== WHAT THIS TASK INVOLVES ==
Write out every record in full, exactly as written, please.

>> START EXERCISE INPUT

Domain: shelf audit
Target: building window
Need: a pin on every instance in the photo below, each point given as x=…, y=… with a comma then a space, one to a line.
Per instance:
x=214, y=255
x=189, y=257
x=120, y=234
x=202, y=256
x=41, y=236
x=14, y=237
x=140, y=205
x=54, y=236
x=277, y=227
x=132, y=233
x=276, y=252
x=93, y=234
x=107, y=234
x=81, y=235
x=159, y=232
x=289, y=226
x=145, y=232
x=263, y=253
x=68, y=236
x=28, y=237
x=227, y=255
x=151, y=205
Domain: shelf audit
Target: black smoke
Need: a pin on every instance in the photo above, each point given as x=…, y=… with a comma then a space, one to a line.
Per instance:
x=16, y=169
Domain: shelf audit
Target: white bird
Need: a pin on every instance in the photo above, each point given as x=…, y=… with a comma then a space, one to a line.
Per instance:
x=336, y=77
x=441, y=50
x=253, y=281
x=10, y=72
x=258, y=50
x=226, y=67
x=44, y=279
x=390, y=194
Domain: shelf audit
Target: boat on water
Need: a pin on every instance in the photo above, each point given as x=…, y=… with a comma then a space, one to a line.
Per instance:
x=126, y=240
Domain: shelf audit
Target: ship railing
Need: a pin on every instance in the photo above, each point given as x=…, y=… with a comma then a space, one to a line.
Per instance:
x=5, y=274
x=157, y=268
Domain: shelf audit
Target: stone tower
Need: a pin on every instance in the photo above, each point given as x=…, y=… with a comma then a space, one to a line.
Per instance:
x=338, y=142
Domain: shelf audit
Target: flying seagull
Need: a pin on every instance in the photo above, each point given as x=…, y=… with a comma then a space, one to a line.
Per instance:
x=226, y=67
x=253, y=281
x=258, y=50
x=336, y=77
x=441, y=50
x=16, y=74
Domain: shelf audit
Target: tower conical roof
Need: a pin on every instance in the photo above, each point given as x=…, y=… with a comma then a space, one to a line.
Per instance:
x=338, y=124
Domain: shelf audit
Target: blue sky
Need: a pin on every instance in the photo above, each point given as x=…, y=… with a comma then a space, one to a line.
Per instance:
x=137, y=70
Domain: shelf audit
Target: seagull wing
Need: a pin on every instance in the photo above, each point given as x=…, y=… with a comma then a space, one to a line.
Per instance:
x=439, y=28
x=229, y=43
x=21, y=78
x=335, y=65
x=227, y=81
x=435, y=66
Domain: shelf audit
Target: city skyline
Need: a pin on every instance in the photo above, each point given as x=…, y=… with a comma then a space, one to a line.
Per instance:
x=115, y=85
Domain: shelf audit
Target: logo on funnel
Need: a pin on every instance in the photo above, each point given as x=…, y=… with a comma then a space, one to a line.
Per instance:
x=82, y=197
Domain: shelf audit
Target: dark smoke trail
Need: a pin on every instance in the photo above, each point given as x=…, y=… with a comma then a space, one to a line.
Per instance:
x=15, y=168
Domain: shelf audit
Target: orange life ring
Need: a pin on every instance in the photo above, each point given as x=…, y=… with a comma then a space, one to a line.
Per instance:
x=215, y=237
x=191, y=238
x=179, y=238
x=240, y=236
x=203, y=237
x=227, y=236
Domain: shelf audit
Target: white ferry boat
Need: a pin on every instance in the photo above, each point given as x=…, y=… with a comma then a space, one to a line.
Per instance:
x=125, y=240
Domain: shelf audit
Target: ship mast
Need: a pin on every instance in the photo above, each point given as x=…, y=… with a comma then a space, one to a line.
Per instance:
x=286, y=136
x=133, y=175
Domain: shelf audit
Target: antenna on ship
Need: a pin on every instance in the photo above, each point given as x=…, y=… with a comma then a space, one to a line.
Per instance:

>> END EXERCISE INPUT

== RESPONSE ==
Domain: shelf audit
Target: building window
Need: a pin on every instance in the photo below, each point given as x=…, y=… with a comma then a space, one to a line.
Per instance:
x=214, y=255
x=189, y=257
x=120, y=234
x=202, y=256
x=41, y=236
x=14, y=237
x=140, y=205
x=54, y=236
x=277, y=227
x=132, y=233
x=276, y=252
x=93, y=234
x=107, y=234
x=81, y=235
x=159, y=232
x=289, y=226
x=145, y=232
x=263, y=253
x=68, y=236
x=28, y=237
x=227, y=255
x=151, y=205
Domain: shelf audit
Target: black smoke
Need: a pin on every instance in the photo above, each point given as x=…, y=… with a comma then a space, one to a line.
Per instance:
x=16, y=169
Domain: shelf audit
Target: white bird
Need: a pin on every instance in the photo above, each point given as x=…, y=… with a comma then a space, one to a line.
Per instance:
x=336, y=77
x=441, y=50
x=253, y=281
x=10, y=72
x=258, y=50
x=226, y=67
x=44, y=279
x=390, y=194
Domain: shelf audit
Target: boat on water
Need: a pin on every instance in the photo above, each point given as x=…, y=… with a comma then a space, one to a line.
Per instance:
x=126, y=240
Domain: shelf audit
Target: ship railing
Need: a pin on every instance in the photo above, each point given as x=…, y=… with a comma then a space, one to a line.
Per instance:
x=5, y=274
x=157, y=268
Domain: shelf audit
Target: stone tower
Need: a pin on every instance in the photo above, each point given as x=…, y=… with a comma then a space, one to a line.
Per instance:
x=338, y=142
Domain: shelf audit
Target: flying seagull
Need: a pin on every instance in the photo above, each point given as x=…, y=… with a comma then a space, one to a line.
Per instance:
x=226, y=67
x=253, y=281
x=258, y=50
x=336, y=77
x=441, y=50
x=16, y=74
Domain: shelf audit
Target: tower conical roof
Need: a pin on every instance in the photo above, each point given as x=…, y=… with a comma then a space, one to a line.
Per instance:
x=338, y=124
Domain: shelf audit
Target: blue sky
Need: a pin on every instance in the photo above, each point given as x=…, y=… with a comma then a space, one to a line.
Per instance:
x=137, y=70
Domain: shelf audit
Target: seagull wing
Need: a pin on every instance in the photo above, each point given as x=…, y=… with a comma then a space, one to a line.
Per instance:
x=439, y=28
x=229, y=43
x=21, y=78
x=335, y=65
x=227, y=81
x=435, y=66
Domain: shelf audit
Target: city skyline
Need: a pin on every instance in the photo above, each point given as x=…, y=… with a comma then a space, one to a line.
Per instance:
x=115, y=85
Domain: shelf audit
Target: logo on funnel
Need: a pin on every instance in the photo above, each point given as x=…, y=… with a comma then a space, one to a line.
Per instance:
x=82, y=197
Domain: shelf audit
Target: dark smoke trail
Need: a pin on every instance in the photo above, each point given as x=…, y=… with a comma then a space, one to a line.
Per instance:
x=15, y=168
Domain: shelf audit
Target: orange life ring
Need: a pin on every instance in the photo above, each point given as x=…, y=… with a comma then a space, one to a line.
Per instance:
x=215, y=237
x=191, y=238
x=179, y=238
x=240, y=236
x=203, y=237
x=227, y=236
Domain: shelf audit
Target: white ferry boat
Need: a pin on every instance in the photo above, each point given as x=…, y=… with a comma then a space, one to a line.
Per instance:
x=125, y=240
Domain: shelf audit
Target: ship mast
Need: a pin on every instance in the photo above, each point given as x=…, y=… with a comma then a space, one to a line.
Per instance:
x=286, y=136
x=133, y=175
Domain: shelf audit
Target: antenna on ship
Need: a pin on every instance in the photo above, each point given as x=…, y=… with a comma then a space, one to a line.
Per instance:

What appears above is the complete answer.